**WORK TO COMPLETE**
The required output is the exact sequence of lines from the line holding "Drop one marker on each instance of the overcast sky" to the end of the records, inclusive.

Extracted records
....................
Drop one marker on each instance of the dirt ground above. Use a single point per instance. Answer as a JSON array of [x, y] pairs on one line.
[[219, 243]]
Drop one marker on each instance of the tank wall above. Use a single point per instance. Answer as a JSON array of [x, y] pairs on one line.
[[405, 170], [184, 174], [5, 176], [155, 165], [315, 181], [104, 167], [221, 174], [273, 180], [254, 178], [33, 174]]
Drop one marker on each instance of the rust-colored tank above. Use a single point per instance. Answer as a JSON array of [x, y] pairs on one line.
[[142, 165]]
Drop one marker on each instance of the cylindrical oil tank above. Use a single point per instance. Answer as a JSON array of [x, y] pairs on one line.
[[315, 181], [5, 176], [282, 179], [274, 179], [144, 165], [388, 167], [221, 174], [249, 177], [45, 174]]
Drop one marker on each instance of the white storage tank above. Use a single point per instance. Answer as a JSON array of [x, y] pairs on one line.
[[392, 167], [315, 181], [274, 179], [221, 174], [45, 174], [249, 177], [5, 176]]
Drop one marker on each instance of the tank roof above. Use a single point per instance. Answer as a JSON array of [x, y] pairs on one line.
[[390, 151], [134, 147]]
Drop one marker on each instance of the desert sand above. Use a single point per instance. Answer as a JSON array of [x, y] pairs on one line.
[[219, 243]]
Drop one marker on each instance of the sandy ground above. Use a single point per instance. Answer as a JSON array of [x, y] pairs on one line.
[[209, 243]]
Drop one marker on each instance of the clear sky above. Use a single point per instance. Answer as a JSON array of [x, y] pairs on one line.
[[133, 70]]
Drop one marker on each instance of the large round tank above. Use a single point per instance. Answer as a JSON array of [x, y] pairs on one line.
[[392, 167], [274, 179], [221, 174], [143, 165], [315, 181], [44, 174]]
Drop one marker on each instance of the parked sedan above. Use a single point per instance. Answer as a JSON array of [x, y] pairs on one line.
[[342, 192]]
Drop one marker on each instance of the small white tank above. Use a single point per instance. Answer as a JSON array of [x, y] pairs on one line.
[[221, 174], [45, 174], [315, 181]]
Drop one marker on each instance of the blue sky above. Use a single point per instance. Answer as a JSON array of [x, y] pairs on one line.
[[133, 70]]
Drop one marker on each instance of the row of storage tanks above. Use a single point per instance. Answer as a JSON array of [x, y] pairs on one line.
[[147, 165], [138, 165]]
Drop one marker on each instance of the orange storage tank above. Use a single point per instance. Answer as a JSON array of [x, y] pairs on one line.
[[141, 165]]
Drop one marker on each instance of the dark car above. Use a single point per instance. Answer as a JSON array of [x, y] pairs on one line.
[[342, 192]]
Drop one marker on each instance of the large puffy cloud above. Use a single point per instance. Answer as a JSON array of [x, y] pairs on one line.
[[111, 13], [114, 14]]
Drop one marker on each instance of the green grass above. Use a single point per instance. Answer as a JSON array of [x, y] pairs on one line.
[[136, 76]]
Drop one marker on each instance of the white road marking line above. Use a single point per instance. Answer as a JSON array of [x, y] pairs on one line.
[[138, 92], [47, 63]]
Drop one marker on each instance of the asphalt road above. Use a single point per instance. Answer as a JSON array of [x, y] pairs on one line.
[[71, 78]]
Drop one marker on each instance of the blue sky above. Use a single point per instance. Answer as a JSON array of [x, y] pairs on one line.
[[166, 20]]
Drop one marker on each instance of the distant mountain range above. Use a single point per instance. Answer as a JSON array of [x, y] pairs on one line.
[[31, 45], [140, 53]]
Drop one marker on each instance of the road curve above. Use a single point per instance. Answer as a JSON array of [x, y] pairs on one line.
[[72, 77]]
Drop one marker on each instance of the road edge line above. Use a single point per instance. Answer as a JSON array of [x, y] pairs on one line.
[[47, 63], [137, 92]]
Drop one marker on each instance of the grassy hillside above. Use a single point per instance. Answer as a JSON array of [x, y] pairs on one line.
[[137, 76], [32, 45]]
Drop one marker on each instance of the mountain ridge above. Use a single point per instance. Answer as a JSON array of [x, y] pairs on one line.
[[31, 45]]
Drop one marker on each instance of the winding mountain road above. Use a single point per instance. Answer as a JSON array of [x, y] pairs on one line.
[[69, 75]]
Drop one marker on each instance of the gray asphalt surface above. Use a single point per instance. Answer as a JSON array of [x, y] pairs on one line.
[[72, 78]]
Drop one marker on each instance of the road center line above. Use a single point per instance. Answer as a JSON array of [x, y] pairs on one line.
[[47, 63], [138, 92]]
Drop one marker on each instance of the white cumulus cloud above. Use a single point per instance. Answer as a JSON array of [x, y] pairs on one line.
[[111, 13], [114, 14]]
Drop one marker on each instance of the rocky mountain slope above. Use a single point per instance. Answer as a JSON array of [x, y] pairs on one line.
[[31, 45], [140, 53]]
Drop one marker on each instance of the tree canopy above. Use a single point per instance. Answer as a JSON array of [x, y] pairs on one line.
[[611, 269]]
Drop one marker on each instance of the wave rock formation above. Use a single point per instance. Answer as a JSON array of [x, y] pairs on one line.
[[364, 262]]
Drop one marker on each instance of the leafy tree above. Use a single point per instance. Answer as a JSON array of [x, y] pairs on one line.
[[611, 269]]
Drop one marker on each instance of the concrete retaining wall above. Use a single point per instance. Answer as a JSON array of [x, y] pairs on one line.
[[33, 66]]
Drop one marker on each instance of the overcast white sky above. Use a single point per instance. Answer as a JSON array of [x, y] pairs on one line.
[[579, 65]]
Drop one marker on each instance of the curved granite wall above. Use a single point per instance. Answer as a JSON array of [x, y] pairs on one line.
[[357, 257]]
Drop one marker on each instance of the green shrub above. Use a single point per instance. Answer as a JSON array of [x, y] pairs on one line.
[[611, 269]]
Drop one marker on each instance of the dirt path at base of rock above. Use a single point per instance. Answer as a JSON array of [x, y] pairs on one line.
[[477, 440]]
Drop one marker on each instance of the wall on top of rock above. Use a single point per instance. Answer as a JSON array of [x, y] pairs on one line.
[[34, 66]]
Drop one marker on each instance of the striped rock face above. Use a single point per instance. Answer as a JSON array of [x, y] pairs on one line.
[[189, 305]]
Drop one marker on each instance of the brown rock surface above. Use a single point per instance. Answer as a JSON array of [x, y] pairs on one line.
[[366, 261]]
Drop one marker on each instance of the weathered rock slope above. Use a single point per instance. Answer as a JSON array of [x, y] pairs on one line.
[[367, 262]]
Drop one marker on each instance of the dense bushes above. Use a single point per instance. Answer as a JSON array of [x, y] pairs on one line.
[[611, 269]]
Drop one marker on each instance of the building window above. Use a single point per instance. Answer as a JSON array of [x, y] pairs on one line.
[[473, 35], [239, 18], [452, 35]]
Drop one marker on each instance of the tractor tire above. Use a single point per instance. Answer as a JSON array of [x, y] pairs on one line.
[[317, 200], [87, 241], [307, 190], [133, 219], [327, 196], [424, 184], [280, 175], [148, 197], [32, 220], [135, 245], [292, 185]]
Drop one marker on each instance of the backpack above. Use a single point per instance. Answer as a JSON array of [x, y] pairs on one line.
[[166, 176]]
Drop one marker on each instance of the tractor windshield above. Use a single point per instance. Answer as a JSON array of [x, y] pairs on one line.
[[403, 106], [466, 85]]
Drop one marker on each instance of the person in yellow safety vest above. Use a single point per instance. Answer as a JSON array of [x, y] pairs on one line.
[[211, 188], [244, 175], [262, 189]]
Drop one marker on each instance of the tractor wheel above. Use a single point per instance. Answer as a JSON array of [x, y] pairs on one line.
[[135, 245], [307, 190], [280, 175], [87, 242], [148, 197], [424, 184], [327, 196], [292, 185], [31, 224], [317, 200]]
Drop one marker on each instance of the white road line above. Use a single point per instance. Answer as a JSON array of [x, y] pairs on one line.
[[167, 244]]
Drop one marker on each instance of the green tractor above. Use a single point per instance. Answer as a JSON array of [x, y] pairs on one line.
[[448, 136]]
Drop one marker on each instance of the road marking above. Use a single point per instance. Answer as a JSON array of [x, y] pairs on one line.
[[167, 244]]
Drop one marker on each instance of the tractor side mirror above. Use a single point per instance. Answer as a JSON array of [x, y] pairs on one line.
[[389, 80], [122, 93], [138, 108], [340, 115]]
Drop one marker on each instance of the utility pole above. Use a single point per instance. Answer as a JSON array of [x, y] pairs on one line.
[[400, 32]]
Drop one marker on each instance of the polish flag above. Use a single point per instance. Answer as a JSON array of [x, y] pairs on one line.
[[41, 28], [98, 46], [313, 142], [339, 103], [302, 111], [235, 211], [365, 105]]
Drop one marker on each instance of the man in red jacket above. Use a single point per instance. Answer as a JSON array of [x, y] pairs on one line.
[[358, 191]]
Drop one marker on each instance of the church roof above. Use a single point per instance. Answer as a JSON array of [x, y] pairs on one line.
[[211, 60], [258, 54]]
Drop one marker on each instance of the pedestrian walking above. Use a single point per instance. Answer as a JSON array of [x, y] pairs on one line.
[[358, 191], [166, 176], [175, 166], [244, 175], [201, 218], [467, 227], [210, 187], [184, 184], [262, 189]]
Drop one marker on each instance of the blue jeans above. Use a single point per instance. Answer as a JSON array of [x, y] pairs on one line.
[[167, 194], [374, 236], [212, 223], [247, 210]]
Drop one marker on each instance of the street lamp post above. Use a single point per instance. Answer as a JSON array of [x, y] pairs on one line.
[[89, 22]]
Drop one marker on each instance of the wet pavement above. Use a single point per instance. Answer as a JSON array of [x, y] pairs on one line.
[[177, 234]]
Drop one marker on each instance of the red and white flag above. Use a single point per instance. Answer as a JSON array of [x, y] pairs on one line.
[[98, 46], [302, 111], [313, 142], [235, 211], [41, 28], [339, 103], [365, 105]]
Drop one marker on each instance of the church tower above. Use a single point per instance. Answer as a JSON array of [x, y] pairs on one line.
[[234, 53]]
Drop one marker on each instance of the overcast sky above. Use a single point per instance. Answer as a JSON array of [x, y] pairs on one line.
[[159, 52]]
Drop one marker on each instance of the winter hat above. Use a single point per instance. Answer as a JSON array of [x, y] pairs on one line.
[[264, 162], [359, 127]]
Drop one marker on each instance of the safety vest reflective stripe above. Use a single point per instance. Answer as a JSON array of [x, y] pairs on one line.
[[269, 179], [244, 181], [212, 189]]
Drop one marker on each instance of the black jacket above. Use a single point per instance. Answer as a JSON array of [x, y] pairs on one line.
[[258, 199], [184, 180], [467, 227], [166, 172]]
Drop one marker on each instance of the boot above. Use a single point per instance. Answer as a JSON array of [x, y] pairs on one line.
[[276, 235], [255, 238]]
....................
**RESULT BELOW**
Drop one marker on each instance of the overcast sky above. Use a single point per instance. Answer as a JSON array of [x, y] pairs on one line.
[[159, 52]]
Drop one marker on each instance of the winter hat above. Use a single point per instance. Answer as a JSON array of [x, y] pairs on one line.
[[264, 162], [359, 127]]
Drop one marker on each instance of the safety vest reflective stripe above. Use a single point per instance. Answer as a JSON array of [x, y] pairs on one line.
[[269, 179], [244, 181], [212, 189]]
Drop one marker on each instance of the black jacket above. Use a single point per instance. Answer as a JSON array of [x, y] pairs on one line.
[[258, 199], [184, 180], [467, 227], [166, 172]]
Drop one marker on each instance of the boot above. Use a single point per instance. Answer as a JSON array of [x, y] pairs on one line.
[[276, 235], [255, 238]]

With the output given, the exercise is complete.